------ EXCERPT PROVIDED

Yadkin Valley Financial Corporation Posts Second Consecutive Quarter of Profitability With Fourth Quarter 2011 Results

(firmenpresse) - ELKIN, NC -- (Marketwire) -- 01/26/12 -- Yadkin Valley Financial Corporation (NASDAQ: YAVY)
Net income available to common shareholders for the fourth quarter of 2011 was $2.2 million, or $0.11 per diluted share.
Our strategic focus on shifting deposit mix continues to yield results as lower-cost core deposits increased $11.7 million, or 1.4%, in the fourth quarter and higher-cost time deposits decreased $64.5 million, or 6.9%.
Nonperforming loans decreased $1.3 million, or 1.9%, to $69.4 million in the fourth quarter of 2011.
Net loan charge-offs were $4.5 million, or 1.20% of average loans on an annualized basis.
Leverage ratio, Tier 1 risk-based capital ratio, and total risk-based capital ratio were 8.3%, 10.6%, and 11.8%, respectively, for the holding company as of December 31, 2011.
Net loan charge-offs of $25.7 million, or 1.68% of average loans for the year, a decrease of $10.1 million from 2010.
Adversely classified loans decreased $45.6 million, or 25%, from the end of 2010.
Total deposits decreased $289.1 million, or 14.3%, in 2011. This decrease was primarily in higher-cost time deposits, as our lower-cost core deposits have increased in volume.

------------

DIRECTION 1 → Transcribe the earnings release word for word, beginning at "Yadkin Valley Financial Corporation Posts" and stopping after "million, or 6.9%.".
DIRECTION 2 →
Answer these questions from the earnings release:
(a) What did nonperforming loans decrease to in the fourth quarter of 2011?
(b) What was the holding company's Tier 1 risk-based capital ratio as of December 31, 2011?
(c) By how much did total deposits decrease in 2011?
DIRECTION 3 → Please write the next part of the earnings release, picking up after its final sentence.

------ PROVIDED INFORMATION

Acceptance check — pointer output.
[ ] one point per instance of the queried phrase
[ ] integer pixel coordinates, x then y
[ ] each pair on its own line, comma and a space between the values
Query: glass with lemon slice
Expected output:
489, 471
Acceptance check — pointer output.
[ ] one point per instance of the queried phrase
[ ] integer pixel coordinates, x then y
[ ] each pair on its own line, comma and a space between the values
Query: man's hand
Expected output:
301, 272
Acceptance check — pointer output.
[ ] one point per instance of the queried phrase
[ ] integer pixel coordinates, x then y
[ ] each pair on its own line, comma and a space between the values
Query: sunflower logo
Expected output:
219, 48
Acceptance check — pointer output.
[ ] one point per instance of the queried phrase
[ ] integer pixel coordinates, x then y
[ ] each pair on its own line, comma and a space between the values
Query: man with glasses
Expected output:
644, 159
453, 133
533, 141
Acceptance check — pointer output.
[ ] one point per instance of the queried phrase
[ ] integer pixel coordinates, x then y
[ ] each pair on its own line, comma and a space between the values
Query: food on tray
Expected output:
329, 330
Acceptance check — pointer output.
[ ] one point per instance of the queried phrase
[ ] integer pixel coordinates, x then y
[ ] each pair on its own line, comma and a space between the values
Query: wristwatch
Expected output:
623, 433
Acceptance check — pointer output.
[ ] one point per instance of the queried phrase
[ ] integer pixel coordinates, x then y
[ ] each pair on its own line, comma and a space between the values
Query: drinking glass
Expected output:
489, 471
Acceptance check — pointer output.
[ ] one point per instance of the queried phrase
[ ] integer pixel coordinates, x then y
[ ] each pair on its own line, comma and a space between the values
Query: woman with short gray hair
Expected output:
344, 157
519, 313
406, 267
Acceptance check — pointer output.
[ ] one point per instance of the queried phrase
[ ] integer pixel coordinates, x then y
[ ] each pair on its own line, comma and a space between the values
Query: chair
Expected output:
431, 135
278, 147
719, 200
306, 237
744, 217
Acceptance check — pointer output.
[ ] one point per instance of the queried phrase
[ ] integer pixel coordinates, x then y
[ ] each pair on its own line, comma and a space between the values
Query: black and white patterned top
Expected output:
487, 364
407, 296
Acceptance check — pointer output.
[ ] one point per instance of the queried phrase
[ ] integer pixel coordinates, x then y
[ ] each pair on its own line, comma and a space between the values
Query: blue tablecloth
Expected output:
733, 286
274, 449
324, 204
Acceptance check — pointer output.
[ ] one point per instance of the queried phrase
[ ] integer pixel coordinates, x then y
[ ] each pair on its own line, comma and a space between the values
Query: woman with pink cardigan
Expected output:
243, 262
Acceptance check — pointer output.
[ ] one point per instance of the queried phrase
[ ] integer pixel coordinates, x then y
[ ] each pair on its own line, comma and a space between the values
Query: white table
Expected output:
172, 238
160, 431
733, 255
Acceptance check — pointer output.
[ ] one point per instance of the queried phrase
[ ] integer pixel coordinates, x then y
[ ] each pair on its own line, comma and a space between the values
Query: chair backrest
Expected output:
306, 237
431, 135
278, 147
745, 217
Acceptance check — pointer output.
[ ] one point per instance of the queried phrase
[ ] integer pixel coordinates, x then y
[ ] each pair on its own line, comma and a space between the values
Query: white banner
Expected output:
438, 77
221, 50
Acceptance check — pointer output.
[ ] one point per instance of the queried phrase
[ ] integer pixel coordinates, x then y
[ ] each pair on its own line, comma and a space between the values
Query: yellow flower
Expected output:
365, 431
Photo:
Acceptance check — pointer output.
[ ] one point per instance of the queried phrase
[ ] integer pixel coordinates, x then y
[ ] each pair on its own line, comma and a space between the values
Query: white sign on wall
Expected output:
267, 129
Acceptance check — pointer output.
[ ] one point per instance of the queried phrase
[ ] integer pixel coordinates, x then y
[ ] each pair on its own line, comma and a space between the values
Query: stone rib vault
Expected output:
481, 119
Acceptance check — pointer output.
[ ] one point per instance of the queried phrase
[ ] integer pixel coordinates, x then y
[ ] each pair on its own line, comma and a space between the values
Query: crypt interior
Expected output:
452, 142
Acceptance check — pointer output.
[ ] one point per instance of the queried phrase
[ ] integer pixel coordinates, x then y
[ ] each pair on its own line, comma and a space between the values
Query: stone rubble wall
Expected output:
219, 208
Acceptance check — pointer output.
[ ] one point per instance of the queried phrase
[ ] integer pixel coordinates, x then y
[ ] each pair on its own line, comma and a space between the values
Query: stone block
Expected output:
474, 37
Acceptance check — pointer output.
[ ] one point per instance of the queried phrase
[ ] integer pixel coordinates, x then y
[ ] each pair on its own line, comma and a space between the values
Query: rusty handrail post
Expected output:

------------

WRITTEN ANSWER 1 →
Yadkin Valley Financial Corporation Posts Second Consecutive Quarter of Profitability With Fourth Quarter 2011 Results

(firmenpresse) - ELKIN, NC -- (Marketwire) -- 01/26/12 -- Yadkin Valley Financial Corporation (NASDAQ: YAVY)
Net income available to common shareholders for the fourth quarter of 2011 was $2.2 million, or $0.11 per diluted share.
Our strategic focus on shifting deposit mix continues to yield results as lower-cost core deposits increased $11.7 million, or 1.4%, in the fourth quarter and higher-cost time deposits decreased $64.5 million, or 6.9%.

WRITTEN ANSWER 2 →
(a) $69.4 million
(b) 10.6%
(c) $289.1 million, or 14.3%

WRITTEN ANSWER 3 →
Nonperforming loans increased 6.1% and nonperforming assets increased 3.7% year-over-year.
Net loss available to common shareholders of $17.4 million, or $0.95 per diluted share for 2011.
Yadkin Valley Financial Corporation (NASDAQ: YAVY), the holding company for Yadkin Valley Bank and Trust Company, announced financial results for the fourth quarter and year ended December 31, 2011. Net income available to common shareholders for the quarter was $2.2 million, or $0.11 per diluted share, compared to net income of $2.9 million, or $0.15 per diluted share, in the third quarter of 2011, and a net loss of $9,000, or $0.00 per diluted share, in the fourth quarter of 2010. Net loss available to common shareholders for the year was $17.4 million, or $0.95 per diluted share, compared to net loss of $3.2 million or $0.20 per diluted share in 2010.
Joe Towell, President and CEO of Yadkin Valley Financial, commented, "We are pleased to see our second consecutive quarter of profitability. Due to the prudent execution of our strategic plan throughout 2011, we are seeing positive results in the Bank's performance. Our branch consolidations, line unit reorganizations, and targeted expense reduction plans initiated in 2011 are complete, and we are looking forward to a positive year ahead as we focus on consistent profitability.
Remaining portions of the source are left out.